• _Petunjuk Latihan_:
**A.** Tuliskan kembali bagian biografi Imam al-Bukhari, mulai dari "Tidak berselang lama" sampai dengan "al-Quran dan Hadits.", tanpa mengubah satu huruf pun.
**B.** Hitung baris dalam daftar yang memuat kata "chestnut", dengan memperhatikan perbedaan huruf besar dan kecil. Jawab dengan angkanya saja.

BIOGRAFI IMAM AL-BUKHARI

Beliau bernama lengkap Abu Abdillah Muhammad ibn Isma`il ibn Ibrahim ibn al-Mughirah ibn Bardizbah al-Ja`fiy al-Bukhari,  atau lebih dikenal dengan Imam al-Bukhari. Lahir pada hari jum’at  pada tanggal 13 syawal 194 H (21 juli 810) di Bukhara, lalu Wafat pada malam selasa di Khartank 1 syawal 256 H (1 september 870), dalam usia 62 tahun kurang 13 hari dan tidak meninggalkan seorang anak pun. Sejak dulu hingga sekarang , Imam al-Bukhari adalah seorang ahli hadits termasyhur di antara para imam yang lain, bersama Imam Muslim, Abu Dawud, Tirmidzi, An-Nasai dan Ibnu Majah. 

Ayah Imam al-Bukhari wafat ketika beliau masih kecil dan meninggalkan harta yang cukup untuk hidup baik dan terhormat, sehingga beliau dibina dan dididik oleh ibunya dengan tekun dan penuh perhatian. Imam Bukhari mulai menuntut ilmu sejak berusia dini dan berusia 10 tahun beliau telah menghafal beberapa karya ulama hadits. Imam al-Bukhari telah menuntut ilmu kepada ahli hadis yang populer pada masa itu di berbagai negara, diantaranya di Hijaz, Syam, Mesir, dan Irak. 

BUTA WAKTU KECIL

Tidak berselang lama ayah beliau wafat ketika Imam al-Bukhari masih kanak-kanak, Sebuah perpustakaan pribadi ditinggalkannya untuk Muhammad kecil (Imam Bukhari), agar semangat mengaji hadits.

Dalam keadaan yatim, Imam Bukhari kemudian diasuh oleh ibundanya dengan penuh kasih sayang. Dibimbingnya untuk mencintai buku-buku peninggalan ayahnya. Bersama-sama kawan sebayanya Imam Bukhari belajar menulis, membaca al-Quran dan Hadits.

• _Data yang Ditampilkan_:
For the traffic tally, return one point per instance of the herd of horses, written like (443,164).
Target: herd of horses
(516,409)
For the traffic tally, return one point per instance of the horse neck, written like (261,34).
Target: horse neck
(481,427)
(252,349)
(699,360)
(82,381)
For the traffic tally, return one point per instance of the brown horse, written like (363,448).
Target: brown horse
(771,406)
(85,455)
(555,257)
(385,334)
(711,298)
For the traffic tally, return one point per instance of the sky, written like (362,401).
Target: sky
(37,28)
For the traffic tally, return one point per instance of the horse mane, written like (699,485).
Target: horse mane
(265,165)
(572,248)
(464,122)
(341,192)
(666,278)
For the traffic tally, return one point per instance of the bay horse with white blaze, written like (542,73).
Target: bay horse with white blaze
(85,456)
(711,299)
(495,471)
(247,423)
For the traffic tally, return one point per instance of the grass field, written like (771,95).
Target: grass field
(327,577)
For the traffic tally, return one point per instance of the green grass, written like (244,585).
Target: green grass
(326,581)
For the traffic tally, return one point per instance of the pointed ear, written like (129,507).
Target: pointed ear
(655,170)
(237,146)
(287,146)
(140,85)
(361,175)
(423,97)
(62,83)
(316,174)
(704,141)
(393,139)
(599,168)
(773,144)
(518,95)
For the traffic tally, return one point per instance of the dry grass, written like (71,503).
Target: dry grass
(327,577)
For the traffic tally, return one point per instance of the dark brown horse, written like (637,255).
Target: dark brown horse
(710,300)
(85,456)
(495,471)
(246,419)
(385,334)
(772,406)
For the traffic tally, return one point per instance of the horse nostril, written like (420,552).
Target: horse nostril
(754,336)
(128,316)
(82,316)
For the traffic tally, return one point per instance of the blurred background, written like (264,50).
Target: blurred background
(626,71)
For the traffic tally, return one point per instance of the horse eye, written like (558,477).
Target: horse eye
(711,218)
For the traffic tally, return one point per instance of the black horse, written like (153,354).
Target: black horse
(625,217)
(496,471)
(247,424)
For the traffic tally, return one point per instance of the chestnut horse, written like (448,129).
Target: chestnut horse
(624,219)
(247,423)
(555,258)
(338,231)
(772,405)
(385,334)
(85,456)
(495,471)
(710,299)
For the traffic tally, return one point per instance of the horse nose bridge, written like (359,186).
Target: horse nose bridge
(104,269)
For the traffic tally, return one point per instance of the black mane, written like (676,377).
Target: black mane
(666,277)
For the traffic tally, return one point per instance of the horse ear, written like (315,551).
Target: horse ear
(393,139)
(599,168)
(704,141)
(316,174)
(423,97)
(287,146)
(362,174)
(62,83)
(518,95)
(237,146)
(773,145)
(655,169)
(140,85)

• _Jawaban Tiap Soal_:
**A.**
Tidak berselang lama ayah beliau wafat ketika Imam al-Bukhari masih kanak-kanak, Sebuah perpustakaan pribadi ditinggalkannya untuk Muhammad kecil (Imam Bukhari), agar semangat mengaji hadits.

Dalam keadaan yatim, Imam Bukhari kemudian diasuh oleh ibundanya dengan penuh kasih sayang. Dibimbingnya untuk mencintai buku-buku peninggalan ayahnya. Bersama-sama kawan sebayanya Imam Bukhari belajar menulis, membaca al-Quran dan Hadits.

**B.** 2